Recorded information:
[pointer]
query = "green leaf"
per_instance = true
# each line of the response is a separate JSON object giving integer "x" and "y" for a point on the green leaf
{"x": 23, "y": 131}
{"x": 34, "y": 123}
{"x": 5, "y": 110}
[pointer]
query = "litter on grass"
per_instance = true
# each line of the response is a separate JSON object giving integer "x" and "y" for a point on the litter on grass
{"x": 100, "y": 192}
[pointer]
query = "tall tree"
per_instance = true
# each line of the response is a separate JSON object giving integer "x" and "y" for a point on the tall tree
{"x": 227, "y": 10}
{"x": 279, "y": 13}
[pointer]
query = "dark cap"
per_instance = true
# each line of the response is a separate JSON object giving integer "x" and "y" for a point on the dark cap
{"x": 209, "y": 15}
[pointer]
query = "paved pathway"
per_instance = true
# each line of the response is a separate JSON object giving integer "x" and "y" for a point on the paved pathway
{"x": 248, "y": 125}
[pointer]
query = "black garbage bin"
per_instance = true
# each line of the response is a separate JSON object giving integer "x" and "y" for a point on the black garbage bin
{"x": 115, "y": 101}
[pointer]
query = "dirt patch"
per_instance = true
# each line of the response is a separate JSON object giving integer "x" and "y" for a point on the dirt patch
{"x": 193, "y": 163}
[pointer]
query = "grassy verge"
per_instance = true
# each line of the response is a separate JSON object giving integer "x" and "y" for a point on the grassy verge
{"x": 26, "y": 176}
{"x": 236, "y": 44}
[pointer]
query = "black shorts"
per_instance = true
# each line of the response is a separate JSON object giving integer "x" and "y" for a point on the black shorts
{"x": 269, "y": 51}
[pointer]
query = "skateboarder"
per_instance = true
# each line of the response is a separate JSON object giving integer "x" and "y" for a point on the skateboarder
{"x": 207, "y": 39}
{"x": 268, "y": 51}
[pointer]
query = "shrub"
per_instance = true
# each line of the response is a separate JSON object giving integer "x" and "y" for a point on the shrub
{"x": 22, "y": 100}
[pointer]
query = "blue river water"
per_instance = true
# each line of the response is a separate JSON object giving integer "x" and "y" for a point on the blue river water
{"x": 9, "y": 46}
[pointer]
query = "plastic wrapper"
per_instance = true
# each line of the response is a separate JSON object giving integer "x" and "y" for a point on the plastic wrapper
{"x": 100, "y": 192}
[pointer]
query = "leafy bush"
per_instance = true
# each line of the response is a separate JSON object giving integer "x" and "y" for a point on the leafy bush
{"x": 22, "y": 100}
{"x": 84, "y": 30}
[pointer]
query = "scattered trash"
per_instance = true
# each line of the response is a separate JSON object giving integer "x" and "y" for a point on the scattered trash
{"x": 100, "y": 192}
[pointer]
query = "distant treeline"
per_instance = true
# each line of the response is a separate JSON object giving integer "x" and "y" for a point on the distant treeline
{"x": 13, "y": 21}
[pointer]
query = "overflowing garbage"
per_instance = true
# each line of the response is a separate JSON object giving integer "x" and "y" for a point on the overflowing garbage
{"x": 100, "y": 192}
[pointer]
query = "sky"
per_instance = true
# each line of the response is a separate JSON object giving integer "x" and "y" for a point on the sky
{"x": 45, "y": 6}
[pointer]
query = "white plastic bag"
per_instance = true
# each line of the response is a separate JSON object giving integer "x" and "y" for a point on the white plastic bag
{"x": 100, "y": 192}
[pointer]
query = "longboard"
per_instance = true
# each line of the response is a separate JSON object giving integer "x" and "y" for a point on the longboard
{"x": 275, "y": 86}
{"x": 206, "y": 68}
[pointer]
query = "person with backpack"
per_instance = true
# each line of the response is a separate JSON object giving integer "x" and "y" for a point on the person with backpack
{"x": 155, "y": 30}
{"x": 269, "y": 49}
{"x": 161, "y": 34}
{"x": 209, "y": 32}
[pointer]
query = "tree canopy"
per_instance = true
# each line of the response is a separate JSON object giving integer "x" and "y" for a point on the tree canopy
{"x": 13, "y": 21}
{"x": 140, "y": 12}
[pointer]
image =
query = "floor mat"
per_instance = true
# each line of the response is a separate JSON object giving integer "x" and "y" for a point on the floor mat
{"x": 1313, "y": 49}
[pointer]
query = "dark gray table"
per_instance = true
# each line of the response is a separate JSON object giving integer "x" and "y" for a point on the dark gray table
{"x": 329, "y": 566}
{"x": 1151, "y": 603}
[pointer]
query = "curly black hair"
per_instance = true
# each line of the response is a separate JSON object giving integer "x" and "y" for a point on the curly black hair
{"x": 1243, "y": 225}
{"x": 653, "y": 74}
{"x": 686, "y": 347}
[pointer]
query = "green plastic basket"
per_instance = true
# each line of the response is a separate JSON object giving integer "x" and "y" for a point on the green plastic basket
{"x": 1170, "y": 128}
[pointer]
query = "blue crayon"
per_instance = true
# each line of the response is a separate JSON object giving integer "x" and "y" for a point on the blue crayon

Task to carry out:
Your task is to extract all of the records exactly.

The reply:
[pointer]
query = "green leaf"
per_instance = true
# each line of the response is a separate JSON object giving integer "x" and "y" for a point on the green leaf
{"x": 23, "y": 131}
{"x": 34, "y": 123}
{"x": 5, "y": 110}
[pointer]
query = "litter on grass"
per_instance = true
# each line of the response is a separate JSON object giving integer "x" and "y" for a point on the litter on grass
{"x": 100, "y": 192}
[pointer]
query = "tall tree"
per_instance = true
# each line of the response is a separate JSON object giving integer "x" and "y" for a point on the tall tree
{"x": 227, "y": 10}
{"x": 279, "y": 13}
[pointer]
query = "dark cap"
per_instance = true
# each line of the response is a separate JSON object giving integer "x" and "y" for a point on the dark cap
{"x": 209, "y": 15}
[pointer]
query = "paved pathway"
per_instance = true
# each line of the response is a separate JSON object giving integer "x" and "y" for a point on the paved pathway
{"x": 248, "y": 125}
[pointer]
query = "black garbage bin"
per_instance = true
# each line of the response is a separate JSON object giving integer "x" and "y" for a point on the black garbage bin
{"x": 115, "y": 101}
[pointer]
query = "dirt patch"
per_instance = true
# each line of the response is a separate JSON object giving integer "x" and "y" for a point on the dirt patch
{"x": 193, "y": 163}
[pointer]
query = "grassy verge"
per_instance = true
# each line of the response is a separate JSON object giving integer "x" and "y" for a point on the grassy verge
{"x": 26, "y": 176}
{"x": 236, "y": 44}
[pointer]
query = "black shorts"
per_instance = true
# each line of the response is a separate JSON object giving integer "x" and "y" for a point on the black shorts
{"x": 269, "y": 51}
[pointer]
query = "skateboarder"
per_instance = true
# each line of the response is a separate JSON object giving integer "x" and "y" for a point on the skateboarder
{"x": 207, "y": 39}
{"x": 268, "y": 51}
[pointer]
query = "shrub"
per_instance = true
# each line of the response is a separate JSON object giving integer "x" and "y" for a point on the shrub
{"x": 22, "y": 100}
[pointer]
query = "blue river water"
per_instance = true
# each line of the response is a separate JSON object giving integer "x" and "y" for a point on the blue river water
{"x": 9, "y": 46}
[pointer]
query = "plastic wrapper"
per_instance = true
# each line of the response is a separate JSON object giving integer "x" and "y" for a point on the plastic wrapper
{"x": 100, "y": 192}
[pointer]
query = "leafy bush"
per_instance = true
# each line of the response is a separate JSON object giving integer "x" and "y" for a point on the leafy bush
{"x": 22, "y": 100}
{"x": 84, "y": 30}
[pointer]
query = "scattered trash"
per_instance = true
# each line of the response is a separate JSON object giving integer "x" and "y" for a point on the scattered trash
{"x": 100, "y": 192}
[pointer]
query = "distant treeline"
per_instance = true
# each line of the response is a separate JSON object giving integer "x" and "y" for a point on the distant treeline
{"x": 13, "y": 21}
[pointer]
query = "overflowing garbage"
per_instance = true
# each line of the response is a separate JSON object giving integer "x" and "y" for a point on the overflowing garbage
{"x": 100, "y": 192}
[pointer]
query = "sky"
per_instance = true
# each line of the response is a separate JSON object giving integer "x" and "y" for a point on the sky
{"x": 45, "y": 6}
[pointer]
query = "white plastic bag"
per_instance = true
# each line of the response is a separate JSON object giving integer "x" and "y" for a point on the white plastic bag
{"x": 100, "y": 192}
[pointer]
query = "longboard"
per_instance = true
# each line of the response is a separate JSON object giving integer "x" and "y" for a point on the longboard
{"x": 275, "y": 86}
{"x": 206, "y": 68}
[pointer]
query = "person with backpack"
per_instance = true
# each line of the response is a separate JSON object giving integer "x" and "y" for a point on the person with backpack
{"x": 155, "y": 30}
{"x": 269, "y": 49}
{"x": 161, "y": 34}
{"x": 209, "y": 32}
[pointer]
query = "tree canopy"
per_instance = true
# each line of the response is a separate JSON object giving integer "x" and "y" for a point on the tree canopy
{"x": 13, "y": 21}
{"x": 140, "y": 12}
[pointer]
image =
query = "floor mat"
per_instance = true
# each line of the response is a separate JSON object giving integer "x" and "y" for a point on the floor mat
{"x": 1313, "y": 49}
[pointer]
query = "dark gray table"
per_instance = true
# each line of the response is a separate JSON object giving integer "x" and "y" for a point on the dark gray table
{"x": 329, "y": 566}
{"x": 1151, "y": 603}
[pointer]
query = "curly black hair"
per_instance = true
# each line of the response is a separate JSON object giving integer "x" and "y" for a point on the curly black hair
{"x": 1243, "y": 225}
{"x": 653, "y": 74}
{"x": 686, "y": 347}
[pointer]
query = "green plastic basket"
per_instance = true
# each line of the response is a separate JSON object giving integer "x" and "y" for a point on the green plastic basket
{"x": 1170, "y": 128}
[pointer]
query = "blue crayon"
per_instance = true
# each line of the response is a separate JSON object giving integer "x" and "y" for a point on the blue crayon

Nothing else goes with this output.